Posts Tagged ‘National Integrated Circuit industry investment Fund Company (ICF)’

Top Chinese Chip Executives Arrested

Saturday, August 6th, 2022

Remember Tsinghua Unigroup, a wholly owned business unit of Tsinghua University and itself owner of Yangtze Memory Technologies Co. (YMTC) (Previously mentioned here.) Well, it turns out that a bunch of their top executives just got arrested:

  • The video shows a picture of six semiconductor executives, all of whom have reportedly been arrested:
    • Dia Shijing, co-president of Tsinghua Unigroup
    • Lu Jun, president of Huaxin Investment
    • Zhao Weiguo, chairman of Tsinghua Unigroup
    • Ding Wenwu, president of National IC Industry Investment Fund,
    • Zhang Yadong, president of Tsinghua Unigroup
    • Qi Lian, another co-president of Tsinghua Unigroup

    How a company runs with three presidents I couldn’t tell you. Must be a Chinese thing.

  • “In the past few days, several senior executives of the organization behind the semiconductor industry in Mainland china have been taken away by the CCP Central Commission for Discipline, Inspection and Investigation.” Given my knowledge of communist nomenclature, I strongly suspect that this is not the sort of organization you want to enfold you in their tender mercies.

-- REQUESTS --
1/ Quote the stretch of the post on the arrested Chinese chip executives from "Remember Tsinghua Unigroup, a" through "a Chinese thing.".
2/ Give the name of every executive whom the post on the arrested Chinese chip executives lists as reportedly arrested.
Answer from the post on the arrested Chinese chip executives alone.

-- EXTRACTED ENTRIES --
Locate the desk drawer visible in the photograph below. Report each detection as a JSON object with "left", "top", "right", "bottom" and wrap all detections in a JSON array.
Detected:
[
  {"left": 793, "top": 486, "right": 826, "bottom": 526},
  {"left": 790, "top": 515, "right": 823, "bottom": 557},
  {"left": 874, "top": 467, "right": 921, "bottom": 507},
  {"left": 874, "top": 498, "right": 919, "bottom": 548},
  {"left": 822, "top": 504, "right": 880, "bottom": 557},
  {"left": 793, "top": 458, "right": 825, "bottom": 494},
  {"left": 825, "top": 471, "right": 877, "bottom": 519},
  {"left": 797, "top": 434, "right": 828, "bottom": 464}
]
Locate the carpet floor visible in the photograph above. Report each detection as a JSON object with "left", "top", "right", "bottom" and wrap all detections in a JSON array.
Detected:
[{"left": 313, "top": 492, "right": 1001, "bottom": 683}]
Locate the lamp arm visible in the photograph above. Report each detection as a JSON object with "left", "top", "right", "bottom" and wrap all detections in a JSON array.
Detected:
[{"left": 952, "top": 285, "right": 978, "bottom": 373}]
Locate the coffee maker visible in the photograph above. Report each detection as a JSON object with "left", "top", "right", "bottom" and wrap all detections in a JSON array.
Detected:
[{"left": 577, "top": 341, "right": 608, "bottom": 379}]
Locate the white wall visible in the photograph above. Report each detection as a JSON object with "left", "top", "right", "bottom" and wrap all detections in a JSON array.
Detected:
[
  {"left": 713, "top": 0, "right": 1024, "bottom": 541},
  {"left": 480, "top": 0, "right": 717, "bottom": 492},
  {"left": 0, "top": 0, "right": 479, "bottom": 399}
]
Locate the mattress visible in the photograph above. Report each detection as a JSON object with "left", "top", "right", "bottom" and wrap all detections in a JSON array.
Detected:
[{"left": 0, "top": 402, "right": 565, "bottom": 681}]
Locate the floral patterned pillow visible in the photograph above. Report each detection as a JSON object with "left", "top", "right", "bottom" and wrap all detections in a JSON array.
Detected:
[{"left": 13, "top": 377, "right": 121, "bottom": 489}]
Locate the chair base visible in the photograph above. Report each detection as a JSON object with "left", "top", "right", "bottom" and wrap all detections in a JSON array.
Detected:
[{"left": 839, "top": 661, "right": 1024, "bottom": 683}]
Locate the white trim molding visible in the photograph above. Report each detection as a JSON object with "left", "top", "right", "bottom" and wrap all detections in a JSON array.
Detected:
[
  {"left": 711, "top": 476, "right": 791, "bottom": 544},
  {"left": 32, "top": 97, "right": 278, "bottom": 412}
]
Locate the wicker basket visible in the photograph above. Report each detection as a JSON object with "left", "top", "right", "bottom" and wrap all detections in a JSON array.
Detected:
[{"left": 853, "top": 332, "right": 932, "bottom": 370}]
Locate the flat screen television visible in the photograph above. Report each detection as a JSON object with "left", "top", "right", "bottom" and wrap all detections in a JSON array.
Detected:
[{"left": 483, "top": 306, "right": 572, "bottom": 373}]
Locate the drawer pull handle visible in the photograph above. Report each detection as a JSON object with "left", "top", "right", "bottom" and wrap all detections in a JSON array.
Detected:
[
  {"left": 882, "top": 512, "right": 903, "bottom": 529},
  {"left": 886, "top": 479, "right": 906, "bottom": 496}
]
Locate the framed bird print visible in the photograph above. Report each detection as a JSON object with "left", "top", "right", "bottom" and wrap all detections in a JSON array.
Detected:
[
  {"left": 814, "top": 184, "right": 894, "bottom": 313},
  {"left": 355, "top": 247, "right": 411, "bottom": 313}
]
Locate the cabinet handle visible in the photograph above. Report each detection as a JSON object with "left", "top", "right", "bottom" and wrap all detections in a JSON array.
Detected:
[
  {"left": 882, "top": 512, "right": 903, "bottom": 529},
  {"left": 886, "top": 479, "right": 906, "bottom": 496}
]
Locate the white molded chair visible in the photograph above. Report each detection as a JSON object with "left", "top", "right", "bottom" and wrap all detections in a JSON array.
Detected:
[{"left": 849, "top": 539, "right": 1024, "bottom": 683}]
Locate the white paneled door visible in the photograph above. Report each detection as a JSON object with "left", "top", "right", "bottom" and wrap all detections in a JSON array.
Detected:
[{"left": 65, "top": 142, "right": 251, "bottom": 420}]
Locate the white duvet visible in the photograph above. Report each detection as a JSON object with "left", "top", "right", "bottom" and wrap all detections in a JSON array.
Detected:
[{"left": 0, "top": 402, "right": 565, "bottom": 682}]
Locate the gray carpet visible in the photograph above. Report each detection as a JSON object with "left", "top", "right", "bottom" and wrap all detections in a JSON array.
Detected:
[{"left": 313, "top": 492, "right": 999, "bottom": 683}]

-- LIST OF SOLUTIONS --
1/
Remember Tsinghua Unigroup, a wholly owned business unit of Tsinghua University and itself owner of Yangtze Memory Technologies Co. (YMTC) (Previously mentioned here.) Well, it turns out that a bunch of their top executives just got arrested:

  • The video shows a picture of six semiconductor executives, all of whom have reportedly been arrested:
    • Dia Shijing, co-president of Tsinghua Unigroup
    • Lu Jun, president of Huaxin Investment
    • Zhao Weiguo, chairman of Tsinghua Unigroup
    • Ding Wenwu, president of National IC Industry Investment Fund,
    • Zhang Yadong, president of Tsinghua Unigroup
    • Qi Lian, another co-president of Tsinghua Unigroup

    How a company runs with three presidents I couldn’t tell you. Must be a Chinese thing.

2/
Dia Shijing
Lu Jun
Zhao Weiguo
Ding Wenwu
Zhang Yadong
Qi Lian